* _CHALLENGE_:
Transcribe every record that appears below, exactly and in full.

* _RECORDS SHOWN_:
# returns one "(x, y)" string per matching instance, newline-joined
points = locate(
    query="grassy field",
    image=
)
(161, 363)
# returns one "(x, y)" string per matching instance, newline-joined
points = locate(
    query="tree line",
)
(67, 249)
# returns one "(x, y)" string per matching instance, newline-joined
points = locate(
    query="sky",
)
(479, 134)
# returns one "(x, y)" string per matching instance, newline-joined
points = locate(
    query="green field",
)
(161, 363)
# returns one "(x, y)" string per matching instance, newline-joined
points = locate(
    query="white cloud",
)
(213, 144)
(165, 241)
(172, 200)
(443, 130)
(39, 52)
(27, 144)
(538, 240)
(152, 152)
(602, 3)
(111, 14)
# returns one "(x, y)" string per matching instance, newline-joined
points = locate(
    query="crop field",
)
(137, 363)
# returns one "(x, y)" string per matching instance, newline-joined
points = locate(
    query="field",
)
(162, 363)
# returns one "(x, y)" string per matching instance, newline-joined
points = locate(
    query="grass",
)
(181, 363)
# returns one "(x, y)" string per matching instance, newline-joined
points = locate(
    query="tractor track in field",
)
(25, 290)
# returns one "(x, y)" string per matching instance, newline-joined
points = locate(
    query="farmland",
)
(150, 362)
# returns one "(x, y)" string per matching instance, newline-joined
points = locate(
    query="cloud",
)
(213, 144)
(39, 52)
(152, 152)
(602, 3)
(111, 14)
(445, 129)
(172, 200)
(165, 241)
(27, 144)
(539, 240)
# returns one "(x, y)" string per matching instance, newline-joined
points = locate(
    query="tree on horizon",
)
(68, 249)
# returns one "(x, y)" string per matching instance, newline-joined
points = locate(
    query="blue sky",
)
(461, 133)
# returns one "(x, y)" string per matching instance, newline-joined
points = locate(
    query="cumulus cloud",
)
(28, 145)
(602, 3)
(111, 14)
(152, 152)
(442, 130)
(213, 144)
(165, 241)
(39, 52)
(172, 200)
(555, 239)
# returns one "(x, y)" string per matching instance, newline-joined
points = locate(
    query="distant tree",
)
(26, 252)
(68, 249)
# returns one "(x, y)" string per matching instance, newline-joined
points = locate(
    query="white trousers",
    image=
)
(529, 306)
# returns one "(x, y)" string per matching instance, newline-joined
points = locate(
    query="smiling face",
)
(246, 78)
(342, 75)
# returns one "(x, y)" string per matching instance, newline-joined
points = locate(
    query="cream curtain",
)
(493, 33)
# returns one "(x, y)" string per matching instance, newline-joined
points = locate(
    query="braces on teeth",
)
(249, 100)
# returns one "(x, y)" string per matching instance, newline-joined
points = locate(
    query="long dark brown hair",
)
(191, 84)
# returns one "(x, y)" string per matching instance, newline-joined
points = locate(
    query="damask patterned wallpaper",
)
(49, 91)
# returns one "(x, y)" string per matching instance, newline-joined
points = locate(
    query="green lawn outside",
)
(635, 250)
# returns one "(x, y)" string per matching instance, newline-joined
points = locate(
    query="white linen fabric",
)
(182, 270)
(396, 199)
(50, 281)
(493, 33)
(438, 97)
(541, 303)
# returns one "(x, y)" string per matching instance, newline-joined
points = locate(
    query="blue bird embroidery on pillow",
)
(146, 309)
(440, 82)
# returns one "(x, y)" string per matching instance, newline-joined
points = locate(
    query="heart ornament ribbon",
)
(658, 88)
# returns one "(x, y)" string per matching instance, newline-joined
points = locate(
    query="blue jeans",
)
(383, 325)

* _FINISHED TASK_:
# returns one "(x, y)" string per matching instance, newline-joined
points = locate(
    query="grassy field",
    image=
)
(161, 363)
# returns one "(x, y)" string per matching instance, newline-joined
points = locate(
    query="tree line",
)
(67, 249)
# returns one "(x, y)" string per matching instance, newline-joined
points = locate(
    query="sky",
)
(479, 134)
# returns one "(x, y)" string per matching instance, newline-joined
points = locate(
    query="green field",
)
(161, 363)
# returns one "(x, y)" string per matching instance, newline-joined
points = locate(
    query="white cloud",
)
(213, 144)
(165, 241)
(172, 200)
(443, 130)
(39, 52)
(27, 144)
(538, 240)
(152, 152)
(602, 3)
(111, 14)
# returns one "(x, y)" string per matching instance, newline-joined
points = locate(
    query="crop field",
)
(137, 363)
# returns one "(x, y)" string per matching instance, newline-joined
points = locate(
    query="field",
)
(162, 363)
# returns one "(x, y)" string per matching instance, newline-joined
points = locate(
    query="grass",
)
(181, 363)
# returns one "(x, y)" string per matching instance, newline-joined
points = locate(
    query="tractor track in field",
)
(25, 290)
# returns one "(x, y)" string per matching instance, newline-joined
points = locate(
    query="farmland",
)
(150, 362)
# returns one "(x, y)" string per matching instance, newline-joined
points = locate(
    query="cloud",
)
(213, 144)
(39, 52)
(152, 152)
(602, 3)
(111, 14)
(445, 129)
(172, 200)
(165, 241)
(27, 144)
(539, 240)
# returns one "(x, y)" string per matching instance, newline-joined
points = locate(
    query="tree on horizon",
)
(68, 249)
# returns one "(x, y)" string per matching instance, newline-joined
points = locate(
    query="blue sky",
)
(461, 133)
# returns one "(x, y)" string per matching instance, newline-joined
points = locate(
    query="cumulus cloud",
)
(28, 145)
(602, 3)
(111, 14)
(152, 152)
(442, 130)
(213, 144)
(165, 241)
(39, 52)
(172, 200)
(555, 239)
# returns one "(x, y)" string per matching instance, newline-joined
points = locate(
    query="distant tree",
)
(26, 252)
(68, 249)
# returns one "(x, y)" string per matching instance, newline-joined
points = locate(
    query="white trousers",
    image=
)
(529, 306)
# returns one "(x, y)" string per matching instance, newline-joined
points = locate(
    query="smiling face",
)
(246, 78)
(342, 75)
# returns one "(x, y)" string per matching instance, newline-joined
points = locate(
    query="cream curtain",
)
(493, 33)
# returns one "(x, y)" string per matching instance, newline-joined
points = locate(
    query="braces on teeth",
)
(249, 100)
# returns one "(x, y)" string per matching instance, newline-joined
points = locate(
    query="long dark brown hair",
)
(191, 84)
# returns one "(x, y)" string per matching instance, newline-joined
points = locate(
    query="damask patterned wallpaper",
)
(49, 91)
# returns one "(x, y)" string per matching instance, newline-joined
points = locate(
    query="green lawn outside",
)
(635, 250)
# returns one "(x, y)" string per matching instance, newline-joined
points = locate(
    query="white linen fabric",
)
(182, 270)
(396, 199)
(50, 281)
(493, 33)
(438, 97)
(541, 303)
# returns one "(x, y)" string per matching instance, newline-joined
points = locate(
    query="blue bird embroidery on pillow",
)
(146, 309)
(440, 82)
# returns one "(x, y)" string per matching instance, newline-joined
points = locate(
    query="heart ornament ribbon",
)
(658, 88)
# returns one "(x, y)" string per matching instance, newline-joined
points = locate(
    query="blue jeans",
)
(383, 325)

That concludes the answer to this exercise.